### Exercise description
Reproduce the lines from the one containing "Visual grounding API — locates the kitchen sink" through the one containing "[214, 253, 278, 262]", inclusive.

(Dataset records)

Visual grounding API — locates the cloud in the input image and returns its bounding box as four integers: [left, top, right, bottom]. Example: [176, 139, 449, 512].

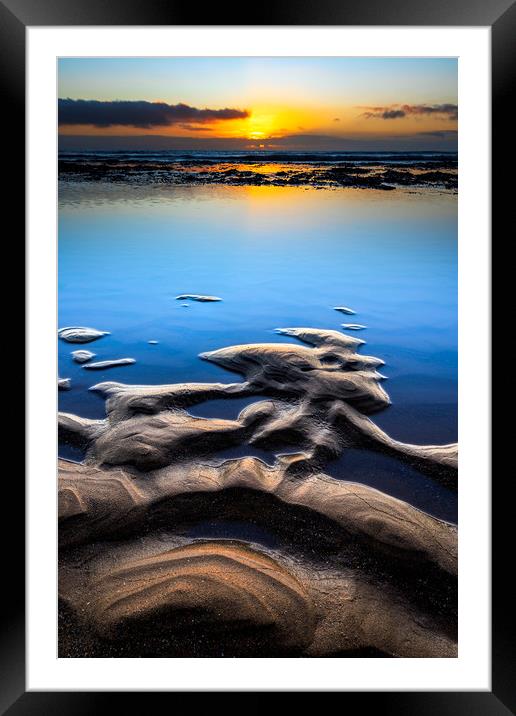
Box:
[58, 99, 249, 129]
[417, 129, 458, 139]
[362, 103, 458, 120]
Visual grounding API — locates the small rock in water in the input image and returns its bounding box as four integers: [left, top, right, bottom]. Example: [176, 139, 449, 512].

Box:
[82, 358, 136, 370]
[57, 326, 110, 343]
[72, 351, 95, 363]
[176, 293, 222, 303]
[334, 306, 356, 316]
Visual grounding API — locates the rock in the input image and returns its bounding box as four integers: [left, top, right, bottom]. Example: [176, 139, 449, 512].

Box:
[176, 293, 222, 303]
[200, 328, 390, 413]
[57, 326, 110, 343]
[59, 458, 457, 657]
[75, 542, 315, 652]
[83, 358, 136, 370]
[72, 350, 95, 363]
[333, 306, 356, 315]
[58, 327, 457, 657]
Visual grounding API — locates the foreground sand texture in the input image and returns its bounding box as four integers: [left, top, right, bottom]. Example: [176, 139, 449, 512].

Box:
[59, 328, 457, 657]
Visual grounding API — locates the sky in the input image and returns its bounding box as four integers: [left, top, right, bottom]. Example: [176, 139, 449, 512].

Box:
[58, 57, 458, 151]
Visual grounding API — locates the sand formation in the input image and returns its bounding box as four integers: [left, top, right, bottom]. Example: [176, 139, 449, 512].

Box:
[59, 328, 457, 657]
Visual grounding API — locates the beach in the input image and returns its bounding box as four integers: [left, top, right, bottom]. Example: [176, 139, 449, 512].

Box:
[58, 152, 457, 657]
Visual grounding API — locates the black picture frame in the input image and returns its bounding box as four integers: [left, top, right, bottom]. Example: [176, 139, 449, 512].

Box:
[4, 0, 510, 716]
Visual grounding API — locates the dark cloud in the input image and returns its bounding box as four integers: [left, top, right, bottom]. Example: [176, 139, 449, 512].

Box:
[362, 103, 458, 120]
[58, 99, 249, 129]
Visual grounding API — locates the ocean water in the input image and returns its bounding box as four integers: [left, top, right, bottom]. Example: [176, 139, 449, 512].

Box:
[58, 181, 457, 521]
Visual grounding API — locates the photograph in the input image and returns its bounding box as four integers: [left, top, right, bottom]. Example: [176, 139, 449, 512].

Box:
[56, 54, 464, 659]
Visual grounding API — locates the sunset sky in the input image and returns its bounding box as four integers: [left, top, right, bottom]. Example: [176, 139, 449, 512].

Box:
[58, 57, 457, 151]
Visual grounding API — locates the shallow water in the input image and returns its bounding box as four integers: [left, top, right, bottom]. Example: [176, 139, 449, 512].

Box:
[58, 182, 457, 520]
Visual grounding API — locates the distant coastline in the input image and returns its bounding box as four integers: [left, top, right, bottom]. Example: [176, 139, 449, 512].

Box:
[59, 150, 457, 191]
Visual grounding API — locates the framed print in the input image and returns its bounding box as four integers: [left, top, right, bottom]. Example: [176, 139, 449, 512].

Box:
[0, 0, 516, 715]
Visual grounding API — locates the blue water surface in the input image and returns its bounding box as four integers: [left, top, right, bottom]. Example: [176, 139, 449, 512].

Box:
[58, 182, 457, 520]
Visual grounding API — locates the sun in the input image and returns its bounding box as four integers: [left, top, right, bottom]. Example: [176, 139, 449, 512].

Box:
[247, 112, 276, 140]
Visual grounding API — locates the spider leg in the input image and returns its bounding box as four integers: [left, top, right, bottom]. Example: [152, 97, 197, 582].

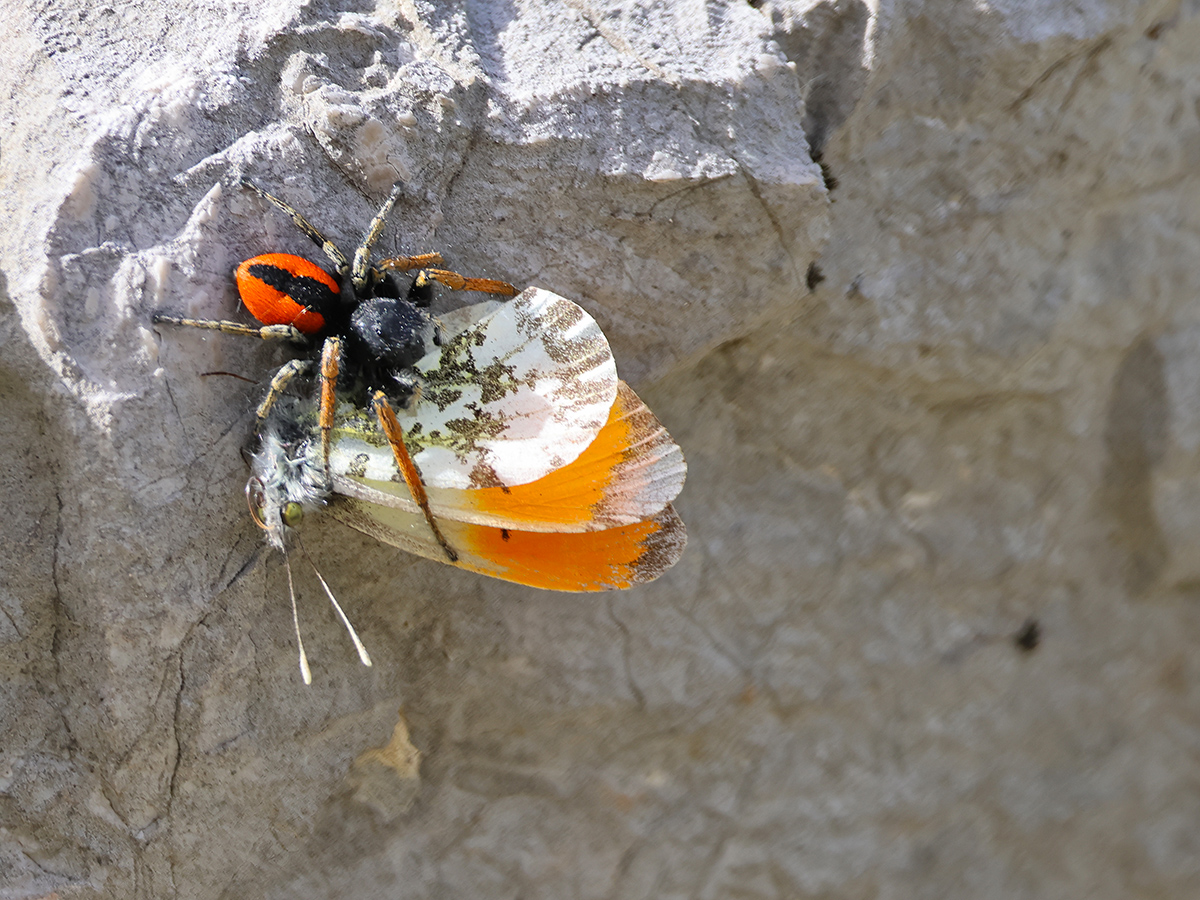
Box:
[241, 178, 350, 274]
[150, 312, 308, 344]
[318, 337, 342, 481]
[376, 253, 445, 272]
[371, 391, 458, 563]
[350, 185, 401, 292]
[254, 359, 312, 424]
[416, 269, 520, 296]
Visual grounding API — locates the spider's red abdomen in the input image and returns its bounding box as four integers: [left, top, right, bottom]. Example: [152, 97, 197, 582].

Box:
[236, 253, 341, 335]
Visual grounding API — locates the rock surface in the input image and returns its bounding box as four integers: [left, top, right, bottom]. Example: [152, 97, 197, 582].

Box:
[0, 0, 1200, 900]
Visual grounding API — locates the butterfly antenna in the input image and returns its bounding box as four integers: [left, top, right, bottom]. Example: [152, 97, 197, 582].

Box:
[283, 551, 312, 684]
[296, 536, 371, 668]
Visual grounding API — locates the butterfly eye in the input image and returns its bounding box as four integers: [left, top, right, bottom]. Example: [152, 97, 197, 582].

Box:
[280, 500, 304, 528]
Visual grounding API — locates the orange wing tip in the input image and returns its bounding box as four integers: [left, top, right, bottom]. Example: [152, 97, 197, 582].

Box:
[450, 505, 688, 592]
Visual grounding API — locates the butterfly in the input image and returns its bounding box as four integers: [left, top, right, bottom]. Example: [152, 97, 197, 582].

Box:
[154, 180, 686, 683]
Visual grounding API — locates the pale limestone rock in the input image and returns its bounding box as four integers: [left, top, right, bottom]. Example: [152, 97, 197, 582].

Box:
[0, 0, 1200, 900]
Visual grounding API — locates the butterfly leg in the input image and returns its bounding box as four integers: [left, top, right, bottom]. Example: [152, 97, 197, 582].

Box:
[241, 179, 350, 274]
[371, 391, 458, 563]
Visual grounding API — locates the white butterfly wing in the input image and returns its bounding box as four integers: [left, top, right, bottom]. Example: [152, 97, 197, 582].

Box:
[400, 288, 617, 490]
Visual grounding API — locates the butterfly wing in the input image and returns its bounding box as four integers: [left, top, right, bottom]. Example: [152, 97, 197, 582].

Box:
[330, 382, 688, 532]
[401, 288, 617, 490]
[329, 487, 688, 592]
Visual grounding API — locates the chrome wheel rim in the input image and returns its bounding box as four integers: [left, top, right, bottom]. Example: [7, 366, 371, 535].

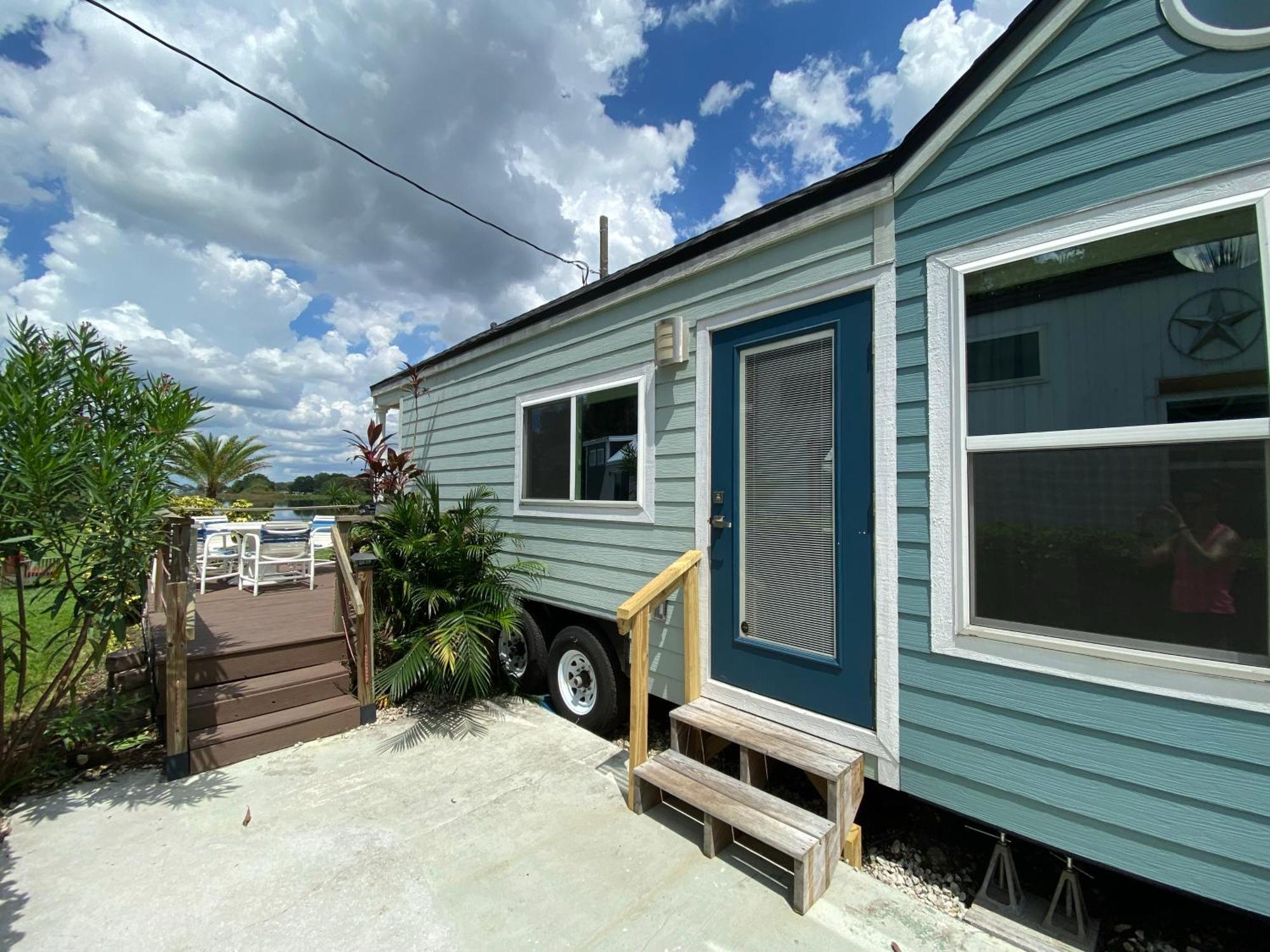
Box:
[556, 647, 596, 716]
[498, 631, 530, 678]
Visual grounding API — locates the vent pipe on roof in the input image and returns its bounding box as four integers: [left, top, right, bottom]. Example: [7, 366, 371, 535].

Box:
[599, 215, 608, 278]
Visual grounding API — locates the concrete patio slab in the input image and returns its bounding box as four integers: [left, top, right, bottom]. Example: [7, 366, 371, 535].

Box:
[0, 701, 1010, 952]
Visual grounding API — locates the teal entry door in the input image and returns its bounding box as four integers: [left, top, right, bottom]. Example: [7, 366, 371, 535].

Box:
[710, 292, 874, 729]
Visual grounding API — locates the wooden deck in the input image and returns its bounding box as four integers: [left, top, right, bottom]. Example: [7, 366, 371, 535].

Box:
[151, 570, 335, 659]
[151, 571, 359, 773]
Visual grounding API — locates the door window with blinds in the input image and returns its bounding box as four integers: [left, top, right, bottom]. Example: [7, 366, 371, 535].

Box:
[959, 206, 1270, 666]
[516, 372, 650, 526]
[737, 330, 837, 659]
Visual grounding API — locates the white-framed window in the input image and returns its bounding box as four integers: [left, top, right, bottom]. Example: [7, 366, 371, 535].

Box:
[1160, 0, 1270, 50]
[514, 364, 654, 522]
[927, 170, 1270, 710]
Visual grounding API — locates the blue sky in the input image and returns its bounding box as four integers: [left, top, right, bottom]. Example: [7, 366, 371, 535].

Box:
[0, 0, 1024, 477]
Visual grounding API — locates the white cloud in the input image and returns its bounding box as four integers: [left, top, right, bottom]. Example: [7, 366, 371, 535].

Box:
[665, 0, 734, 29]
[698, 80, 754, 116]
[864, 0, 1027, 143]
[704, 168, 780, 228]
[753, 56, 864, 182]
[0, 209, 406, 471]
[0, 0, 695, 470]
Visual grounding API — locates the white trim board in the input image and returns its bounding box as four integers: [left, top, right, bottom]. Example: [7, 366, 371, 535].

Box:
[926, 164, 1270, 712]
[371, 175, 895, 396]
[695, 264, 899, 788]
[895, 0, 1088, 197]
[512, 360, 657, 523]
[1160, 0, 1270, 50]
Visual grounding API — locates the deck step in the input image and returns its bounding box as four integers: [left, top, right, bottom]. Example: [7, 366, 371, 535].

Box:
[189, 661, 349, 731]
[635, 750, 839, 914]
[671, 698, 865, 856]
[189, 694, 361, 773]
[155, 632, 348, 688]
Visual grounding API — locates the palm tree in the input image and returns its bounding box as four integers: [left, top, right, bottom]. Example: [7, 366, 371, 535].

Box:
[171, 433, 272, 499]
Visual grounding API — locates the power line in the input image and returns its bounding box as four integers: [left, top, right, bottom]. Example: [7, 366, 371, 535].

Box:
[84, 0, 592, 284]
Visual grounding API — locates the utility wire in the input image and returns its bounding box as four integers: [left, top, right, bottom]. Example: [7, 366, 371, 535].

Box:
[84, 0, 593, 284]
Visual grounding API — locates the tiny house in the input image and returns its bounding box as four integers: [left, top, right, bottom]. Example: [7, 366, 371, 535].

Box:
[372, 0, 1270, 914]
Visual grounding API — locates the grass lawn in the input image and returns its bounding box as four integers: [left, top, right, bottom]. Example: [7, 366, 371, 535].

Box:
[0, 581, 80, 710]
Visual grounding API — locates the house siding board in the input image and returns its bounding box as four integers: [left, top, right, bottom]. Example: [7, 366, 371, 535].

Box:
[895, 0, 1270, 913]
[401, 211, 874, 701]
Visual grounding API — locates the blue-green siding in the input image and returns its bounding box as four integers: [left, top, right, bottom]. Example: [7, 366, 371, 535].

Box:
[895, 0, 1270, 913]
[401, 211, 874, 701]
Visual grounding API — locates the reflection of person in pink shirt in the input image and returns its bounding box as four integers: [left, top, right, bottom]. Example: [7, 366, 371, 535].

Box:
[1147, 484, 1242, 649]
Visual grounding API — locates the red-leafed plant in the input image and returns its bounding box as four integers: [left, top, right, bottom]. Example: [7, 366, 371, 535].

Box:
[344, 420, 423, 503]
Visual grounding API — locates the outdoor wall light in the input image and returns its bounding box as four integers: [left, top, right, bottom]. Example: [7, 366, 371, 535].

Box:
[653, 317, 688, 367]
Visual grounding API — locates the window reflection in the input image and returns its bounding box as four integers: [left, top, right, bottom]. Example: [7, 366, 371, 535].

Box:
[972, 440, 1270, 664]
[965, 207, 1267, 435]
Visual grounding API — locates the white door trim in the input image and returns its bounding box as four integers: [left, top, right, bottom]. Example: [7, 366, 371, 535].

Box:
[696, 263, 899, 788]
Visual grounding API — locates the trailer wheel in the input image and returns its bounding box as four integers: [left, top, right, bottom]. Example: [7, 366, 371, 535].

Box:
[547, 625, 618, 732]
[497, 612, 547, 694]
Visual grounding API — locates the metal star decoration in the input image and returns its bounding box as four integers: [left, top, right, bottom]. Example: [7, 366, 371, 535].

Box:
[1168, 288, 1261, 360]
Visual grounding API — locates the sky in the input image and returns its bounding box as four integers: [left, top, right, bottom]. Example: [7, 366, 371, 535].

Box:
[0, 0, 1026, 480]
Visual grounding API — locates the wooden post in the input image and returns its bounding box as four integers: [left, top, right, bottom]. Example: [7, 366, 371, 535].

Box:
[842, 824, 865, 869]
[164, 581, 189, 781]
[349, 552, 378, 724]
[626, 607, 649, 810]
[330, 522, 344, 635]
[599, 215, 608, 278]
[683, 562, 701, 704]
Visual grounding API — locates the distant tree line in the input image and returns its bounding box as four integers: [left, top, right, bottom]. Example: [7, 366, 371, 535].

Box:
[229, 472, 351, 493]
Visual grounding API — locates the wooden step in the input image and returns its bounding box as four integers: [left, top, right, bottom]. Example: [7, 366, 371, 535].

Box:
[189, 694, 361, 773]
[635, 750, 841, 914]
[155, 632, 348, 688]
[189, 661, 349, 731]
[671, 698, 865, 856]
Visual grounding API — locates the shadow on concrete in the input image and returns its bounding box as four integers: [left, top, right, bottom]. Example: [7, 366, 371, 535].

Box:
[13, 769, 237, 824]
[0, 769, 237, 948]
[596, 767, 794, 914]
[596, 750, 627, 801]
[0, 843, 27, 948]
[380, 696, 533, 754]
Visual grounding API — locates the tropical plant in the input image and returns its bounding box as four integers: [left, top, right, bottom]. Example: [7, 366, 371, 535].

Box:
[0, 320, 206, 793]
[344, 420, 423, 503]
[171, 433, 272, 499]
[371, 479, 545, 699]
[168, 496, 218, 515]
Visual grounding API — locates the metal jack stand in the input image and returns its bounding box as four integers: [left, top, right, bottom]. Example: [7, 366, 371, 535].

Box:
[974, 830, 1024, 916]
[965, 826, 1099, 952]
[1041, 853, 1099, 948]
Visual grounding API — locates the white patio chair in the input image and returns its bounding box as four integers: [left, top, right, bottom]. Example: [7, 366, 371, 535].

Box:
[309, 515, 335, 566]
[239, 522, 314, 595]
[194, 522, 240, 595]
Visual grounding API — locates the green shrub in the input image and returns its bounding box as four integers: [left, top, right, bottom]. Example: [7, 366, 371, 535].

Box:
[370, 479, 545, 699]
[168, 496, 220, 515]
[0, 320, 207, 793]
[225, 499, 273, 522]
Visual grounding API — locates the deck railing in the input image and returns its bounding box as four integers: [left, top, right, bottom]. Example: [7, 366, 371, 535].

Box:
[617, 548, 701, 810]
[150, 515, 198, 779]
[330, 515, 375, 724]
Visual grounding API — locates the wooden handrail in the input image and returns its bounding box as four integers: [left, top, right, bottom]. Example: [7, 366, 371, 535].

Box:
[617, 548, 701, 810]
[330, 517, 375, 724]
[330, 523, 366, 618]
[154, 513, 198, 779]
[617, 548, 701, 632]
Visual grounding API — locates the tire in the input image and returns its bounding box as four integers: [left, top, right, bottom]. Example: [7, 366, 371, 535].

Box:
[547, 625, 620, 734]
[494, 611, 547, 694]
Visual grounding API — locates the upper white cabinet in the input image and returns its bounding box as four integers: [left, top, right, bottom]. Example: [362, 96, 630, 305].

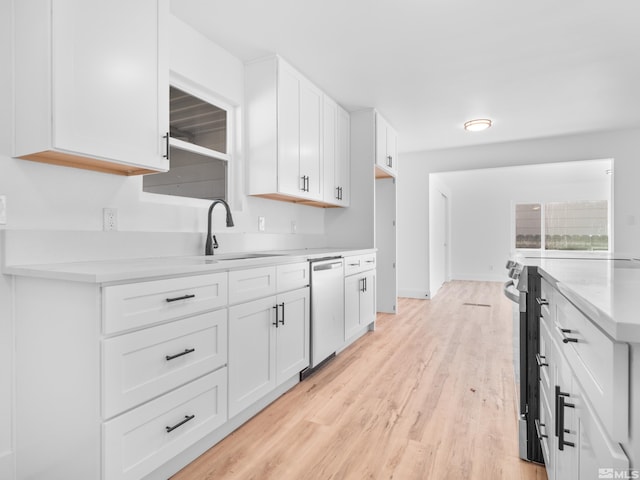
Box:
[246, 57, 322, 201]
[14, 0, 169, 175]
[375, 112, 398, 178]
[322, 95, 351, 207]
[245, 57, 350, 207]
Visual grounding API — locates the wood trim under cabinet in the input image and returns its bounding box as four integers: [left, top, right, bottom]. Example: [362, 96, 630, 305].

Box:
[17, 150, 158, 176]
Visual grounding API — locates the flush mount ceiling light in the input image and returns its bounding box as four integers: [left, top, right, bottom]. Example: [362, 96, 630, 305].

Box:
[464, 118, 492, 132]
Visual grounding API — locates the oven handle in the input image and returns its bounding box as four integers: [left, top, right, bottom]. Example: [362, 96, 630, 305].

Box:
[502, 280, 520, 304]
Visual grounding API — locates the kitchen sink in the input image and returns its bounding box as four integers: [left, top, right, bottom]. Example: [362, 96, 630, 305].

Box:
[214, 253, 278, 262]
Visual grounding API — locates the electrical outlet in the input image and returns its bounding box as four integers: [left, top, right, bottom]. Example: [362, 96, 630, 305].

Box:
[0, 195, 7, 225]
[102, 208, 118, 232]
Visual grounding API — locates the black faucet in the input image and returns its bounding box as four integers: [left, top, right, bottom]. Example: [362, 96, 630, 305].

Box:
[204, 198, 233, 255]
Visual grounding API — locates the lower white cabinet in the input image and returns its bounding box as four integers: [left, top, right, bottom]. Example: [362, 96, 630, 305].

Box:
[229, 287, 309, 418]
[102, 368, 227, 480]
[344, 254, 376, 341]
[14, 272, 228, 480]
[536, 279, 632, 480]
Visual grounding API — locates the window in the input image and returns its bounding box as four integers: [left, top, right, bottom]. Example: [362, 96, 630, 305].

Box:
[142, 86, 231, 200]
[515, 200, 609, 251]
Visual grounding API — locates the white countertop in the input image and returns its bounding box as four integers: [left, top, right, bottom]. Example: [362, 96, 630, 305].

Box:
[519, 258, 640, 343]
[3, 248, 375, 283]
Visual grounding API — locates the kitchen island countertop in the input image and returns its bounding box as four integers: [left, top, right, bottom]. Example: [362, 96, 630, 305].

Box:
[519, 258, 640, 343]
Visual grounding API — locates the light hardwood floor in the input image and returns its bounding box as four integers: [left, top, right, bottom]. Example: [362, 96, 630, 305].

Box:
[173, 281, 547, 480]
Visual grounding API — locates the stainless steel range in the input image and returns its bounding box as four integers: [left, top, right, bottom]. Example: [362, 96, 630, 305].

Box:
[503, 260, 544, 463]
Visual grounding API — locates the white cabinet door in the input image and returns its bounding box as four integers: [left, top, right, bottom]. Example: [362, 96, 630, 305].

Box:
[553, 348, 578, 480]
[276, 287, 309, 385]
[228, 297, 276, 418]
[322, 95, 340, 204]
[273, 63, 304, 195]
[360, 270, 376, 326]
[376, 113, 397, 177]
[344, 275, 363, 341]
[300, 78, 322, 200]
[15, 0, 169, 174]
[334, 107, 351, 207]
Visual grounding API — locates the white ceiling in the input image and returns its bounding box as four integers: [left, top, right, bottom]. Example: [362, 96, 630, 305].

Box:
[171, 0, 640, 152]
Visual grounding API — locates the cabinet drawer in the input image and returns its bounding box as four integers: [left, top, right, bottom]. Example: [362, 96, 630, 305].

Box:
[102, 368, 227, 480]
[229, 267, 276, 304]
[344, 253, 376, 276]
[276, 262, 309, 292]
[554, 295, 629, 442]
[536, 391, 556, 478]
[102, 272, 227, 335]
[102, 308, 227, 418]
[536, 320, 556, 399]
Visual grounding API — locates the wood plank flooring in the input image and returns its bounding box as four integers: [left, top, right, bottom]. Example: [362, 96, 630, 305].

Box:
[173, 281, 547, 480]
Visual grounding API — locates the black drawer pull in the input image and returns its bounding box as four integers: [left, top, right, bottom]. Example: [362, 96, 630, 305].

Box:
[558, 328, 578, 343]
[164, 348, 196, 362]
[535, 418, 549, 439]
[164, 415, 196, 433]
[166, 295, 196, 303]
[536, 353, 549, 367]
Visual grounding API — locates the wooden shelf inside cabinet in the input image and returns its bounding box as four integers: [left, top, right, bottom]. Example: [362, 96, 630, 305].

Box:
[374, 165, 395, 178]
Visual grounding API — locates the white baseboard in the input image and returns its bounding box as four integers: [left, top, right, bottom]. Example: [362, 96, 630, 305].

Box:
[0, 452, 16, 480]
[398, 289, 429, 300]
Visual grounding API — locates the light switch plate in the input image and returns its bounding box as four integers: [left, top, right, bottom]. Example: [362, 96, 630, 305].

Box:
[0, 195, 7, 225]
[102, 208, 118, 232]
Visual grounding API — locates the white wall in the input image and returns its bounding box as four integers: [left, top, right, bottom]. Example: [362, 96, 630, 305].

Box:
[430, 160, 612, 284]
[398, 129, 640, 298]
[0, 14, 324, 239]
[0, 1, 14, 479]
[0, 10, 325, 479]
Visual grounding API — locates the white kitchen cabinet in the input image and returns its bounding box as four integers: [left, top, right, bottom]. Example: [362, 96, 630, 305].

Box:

### Task output
Visual grounding API — locates the kitchen sink in the input image and returns its bounding box as four integers: [left, top, right, bottom]. Example: [362, 96, 630, 305].

Box:
[214, 253, 278, 262]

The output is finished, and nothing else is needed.